THINGS TO DO:
(1) Decide whether each statement below agrees with the passage on software design for AI. Answer yes or no for each and quote the words from the passage that settle it.
(a) An AI can spend an hour exploring a repo before each task.
(b) The table says DRY means there is one place to look.
(c) Documentation is written mainly for the new hire who joins once a year.
(2) Using the passage on software design for AI, answer each question briefly.
(a) What can make AI aware of business logic it inadvertently broke?
(b) Under Dependency Injection, where does the table say dependencies become visible?
(c) What does the passage say good software design has always been about?
(3) Continue the passage on software design for AI from the point where it stops.

SOURCE PASSAGE:
So if your codebase scatters related logic across dozens of files, the AI never sees the full picture. It makes changes that work locally but break things elsewhere. It violates contracts between components it doesn't know exist.

Locality matters. Keep related code together. Explicit interfaces beat tribal knowledge. When a module declares its inputs, outputs, and side effects clearly, the AI can work with it in isolation.

There's also the problem of unknown unknowns. A senior engineer who's new to a module still has a mental map of the broader system. They know which questions to ask. AI doesn't have that. It can't spend an hour exploring your repo before each task. It doesn't know what it doesn't know.

Documentation fixes this. Good docs turn unknown unknowns into known unknowns. A README tells the AI what exists. Architecture docs show it where to look. Comments explain why a decision was made. A failing unit test can make AI aware of business logic it inadvertently broke. The AI can drill into anything it knows about, but it can't search for things it doesn't know to search for.

Think of your documentation as a map showing the AI what's beyond its narrow window. You're not writing docs for the new hire who joins once a year. You're onboarding your AI collaborator hundreds of times a day.

Why Humans and AI Fail in the Same Way 🔗

Good software design has always been about managing cognitive load. Objectively better code needs fewer mental registers to understand. It takes less brainpower to trace through.

Principle	Traditional Explanation	What It Really Means (Cognitive Load)
Single Responsibility	A class should have only one reason to change.	When you open a file, there's only one thing to understand.
DRY	Don't repeat yourself. Avoid code duplication.	One place to look. One thing to remember.
Separation of Concerns	Keep different aspects of the system separate.	You can reason about one thing at a time without holding the rest in your head.
Pure Functions	Functions should have no side effects.	Output depends only on inputs. Nothing else to track.
Immutability	Don't mutate state after creation.	You don't need to trace state changes across time.
Dependency Injection	Pass dependencies in instead of creating them internally.	Dependencies are visible at the call site. No hidden context to discover.
Law of Demeter	Only talk to your immediate collaborators.	You don't need to understand objects three levels away.
Fail Fast	Detect and report errors as early as possible.	The error is close to where you're looking. Less distance to trace. Smaller call stack, fewer things to remember.
Composition over Inheritance	Prefer object composition to class inheritance.	Flat structures. No climbing inheritance trees to find behavior. Less things to remember.

[Referring expression pointing data]

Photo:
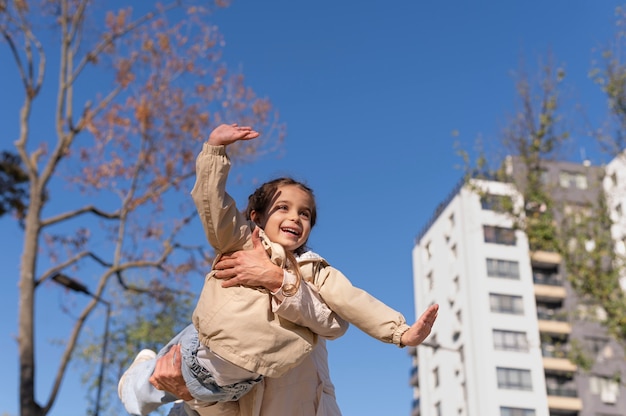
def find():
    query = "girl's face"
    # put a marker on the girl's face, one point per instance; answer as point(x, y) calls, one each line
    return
point(288, 219)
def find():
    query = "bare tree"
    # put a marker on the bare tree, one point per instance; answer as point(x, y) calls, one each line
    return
point(134, 96)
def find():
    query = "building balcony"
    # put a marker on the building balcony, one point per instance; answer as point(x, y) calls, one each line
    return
point(415, 410)
point(558, 364)
point(564, 403)
point(545, 257)
point(545, 291)
point(414, 378)
point(554, 326)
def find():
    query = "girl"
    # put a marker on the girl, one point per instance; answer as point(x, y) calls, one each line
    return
point(236, 337)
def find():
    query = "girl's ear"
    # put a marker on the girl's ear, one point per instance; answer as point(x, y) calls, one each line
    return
point(255, 217)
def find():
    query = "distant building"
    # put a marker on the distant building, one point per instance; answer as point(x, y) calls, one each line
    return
point(508, 316)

ANSWERS BY ITEM NUMBER:
(1)
(a) No: "It can't spend an hour exploring your repo before each task."
(b) Yes: "One place to look. One thing to remember."
(c) No: "You're not writing docs for the new hire who joins once a year."

(2)
(a) A failing unit test.
(b) At the call site.
(c) Managing cognitive load.

(3)
Explicit over Implicit	Make behavior obvious rather than hidden.	What you see is what it does. No mental simulation of hidden paths.
Keep it stupidly simple	“Simple” is better than “complex”… but why?	Fewer things to remember, less cognitive load.

Every principle in the canon reduces to the same thing: how much do I need to hold in my head to understand this code?

We forget the details of code we wrote three years ago. Hell, we forget code we wrote three weeks ago. The real test of a codebase isn't whether it's clever. It's whether a tired engineer can parachute in at 3 AM to fix a production incident without breaking something unexpected.

Readable naming, self-explanatory function signatures, shallow call stacks, clear ownership of state. These aren't about aesthetics. They're cognitive-load reducers and concept compressors. They exist so a human brain under stress and recall bias can still reason correctly. My own struggles with short-term memory forced me to adopt these practices. I can't hold more than 4 complex, interconnected systems in my head, so I MUST write code that's simple and explicit with clean boundaries.

AI sharpens this lesson. It's the canonical context-free developer that has significant memory constraints. If you want it to be effective, simplicity and clarity have to be the law of the land.

Technical Debt Is Now a Direct AI Tax 🔗

Technical debt used to be a low-grade, chronic pain. Now it's an acute tax on every feature you build. Every piece of duplicated logic, every undocumented behavior, every gnarly branching statement becomes a trap for the AI. More rework. More bugs. Slower delivery.

The types of debt that are especially toxic:

Undocumented Behavior: The AI can't know what the code should do, only what it does. If behavior isn't documented or tested, the AI will break it.
Duplicated Logic: The AI will happily replicate the same bug across your codebase.
Hidden Side Effects: Functions that modify state in unexpected ways are a nightmare to debug, for humans and AI alike.
Deep Nesting: Code that's hard to read is hard for AI to extend correctly.
Inconsistent Patterns: If there are five ways to do the same thing, the AI will invent a sixth.
Missing tests: You can’t possibly remember every single business logic so you rely on tests to remind you of logic that passes or fails after the change. AI is very good at picking up testing failures and fixing them, but it is poor at predicting business logic failures and divergence in failures without tasks already in place

When AI tools hit a bad codebase, the promised productivity gains don't just fail to show up. They reverse. Your velocity collapses under the weight of cleaning up the AI's well-intentioned mistakes.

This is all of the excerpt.